The 2023 Derbyshire Dales District Council election will be held on 4 May 2023 to elect all 34 councillors for Derbyshire Dales District Council. This will be on the same day as other local elections.

In the last election, the Conservative Party retained control of the council for the fifth consecutive election, with a significantly reduced majority of 1.

This will be the first election to the Derbyshire Dales District Council to be held under the new ward boundaries. The total number of councillors is reduced from 39 to 34, and the total number of wards is reduced from 25 to 21. Consequently, the boundaries of most of the wards are different compared to those which have been in use since the 2003 election. The new boundaries under which this election will take place can be viewed here and the arrangements for each new ward are described below.

Ward results

Ashbourne North
Ashbourne North is still represented by two councillors and is slightly expanded.

Ashbourne South
Ashbourne South is now represented by three councillors instead of two and is expanded.

Bakewell
Bakewell is now represented by two councillors instead of three but remains geographically the same.

○ ○ ○ ○

# What the task requires:
Please extract everything from "The 2023 Derbyshire" down to "other local elections." in the Derbyshire Dales election text, word for word.

○ ○ ○ ○

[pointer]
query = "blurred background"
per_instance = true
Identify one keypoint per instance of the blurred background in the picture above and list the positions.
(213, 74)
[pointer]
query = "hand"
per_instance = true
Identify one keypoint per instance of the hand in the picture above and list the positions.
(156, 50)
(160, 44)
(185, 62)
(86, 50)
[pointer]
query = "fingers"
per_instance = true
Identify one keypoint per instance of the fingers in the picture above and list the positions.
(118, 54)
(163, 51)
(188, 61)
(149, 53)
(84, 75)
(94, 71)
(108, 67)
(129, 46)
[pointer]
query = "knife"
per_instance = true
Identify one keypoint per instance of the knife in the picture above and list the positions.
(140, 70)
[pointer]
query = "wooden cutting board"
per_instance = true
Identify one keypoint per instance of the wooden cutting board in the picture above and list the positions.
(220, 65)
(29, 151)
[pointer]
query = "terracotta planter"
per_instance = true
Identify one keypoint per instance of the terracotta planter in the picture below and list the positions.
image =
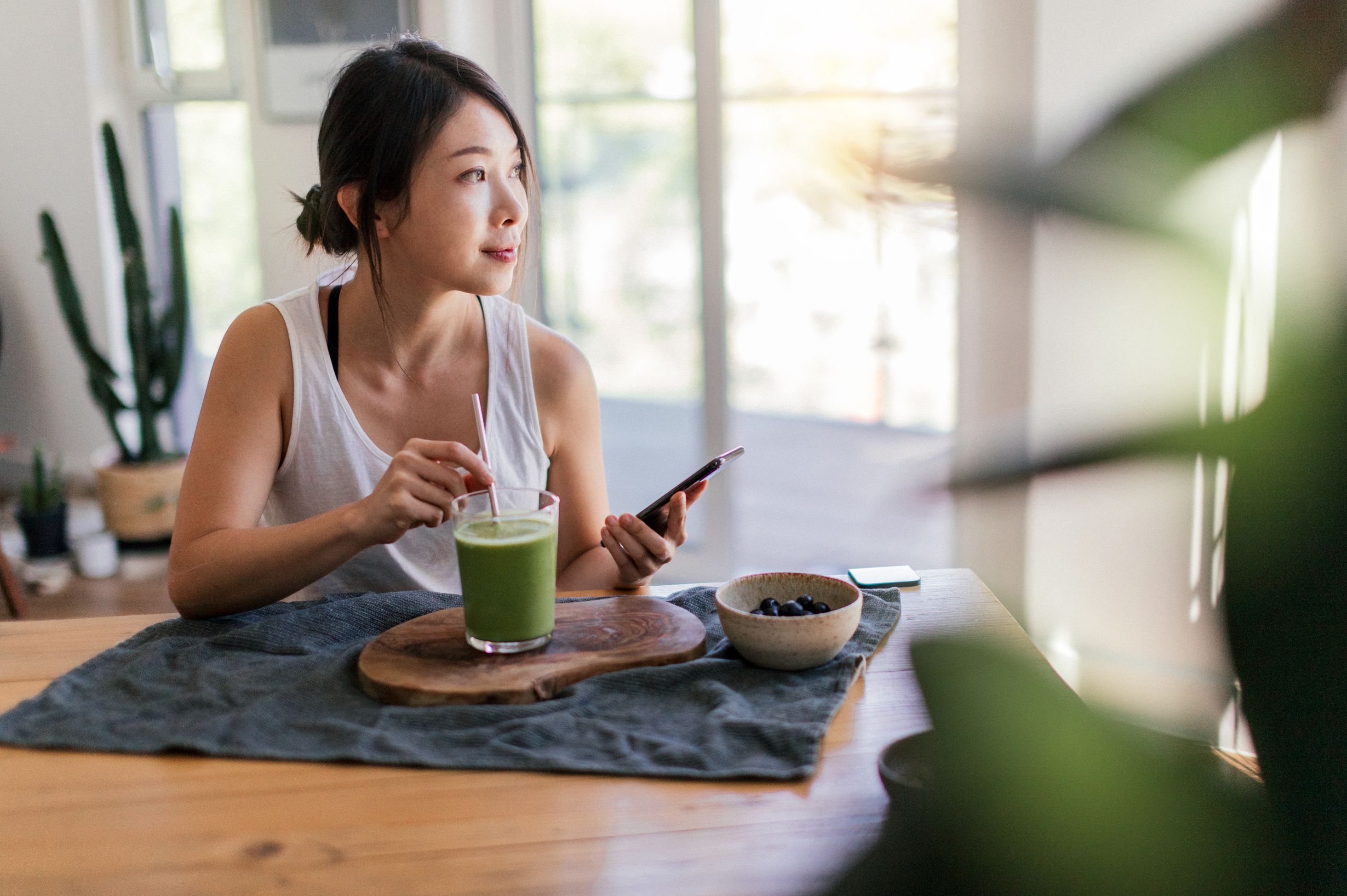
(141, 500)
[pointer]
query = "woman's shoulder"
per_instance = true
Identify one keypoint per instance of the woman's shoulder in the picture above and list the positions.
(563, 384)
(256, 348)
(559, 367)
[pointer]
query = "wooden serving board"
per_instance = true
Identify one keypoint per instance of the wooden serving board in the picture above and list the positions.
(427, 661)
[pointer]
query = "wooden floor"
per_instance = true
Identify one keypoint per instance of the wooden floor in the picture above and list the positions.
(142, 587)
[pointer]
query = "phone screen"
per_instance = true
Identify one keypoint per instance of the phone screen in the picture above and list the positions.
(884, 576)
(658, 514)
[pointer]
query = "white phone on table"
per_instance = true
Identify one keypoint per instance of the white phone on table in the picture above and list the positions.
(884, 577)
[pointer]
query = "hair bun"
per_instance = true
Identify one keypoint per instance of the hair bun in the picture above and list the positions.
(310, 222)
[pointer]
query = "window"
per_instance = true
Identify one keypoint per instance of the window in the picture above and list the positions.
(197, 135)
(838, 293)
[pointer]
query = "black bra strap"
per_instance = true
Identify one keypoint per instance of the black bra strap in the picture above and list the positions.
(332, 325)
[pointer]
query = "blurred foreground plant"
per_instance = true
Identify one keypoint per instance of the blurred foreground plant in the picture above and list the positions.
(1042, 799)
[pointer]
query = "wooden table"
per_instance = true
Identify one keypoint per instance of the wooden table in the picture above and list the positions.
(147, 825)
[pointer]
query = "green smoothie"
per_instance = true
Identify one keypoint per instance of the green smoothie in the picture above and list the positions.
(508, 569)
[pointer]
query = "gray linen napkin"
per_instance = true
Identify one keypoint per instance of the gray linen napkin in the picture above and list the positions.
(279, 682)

○ ○ ○ ○

# Solution:
The 2023 Derbyshire Dales District Council election will be held on 4 May 2023 to elect all 34 councillors for Derbyshire Dales District Council. This will be on the same day as other local elections.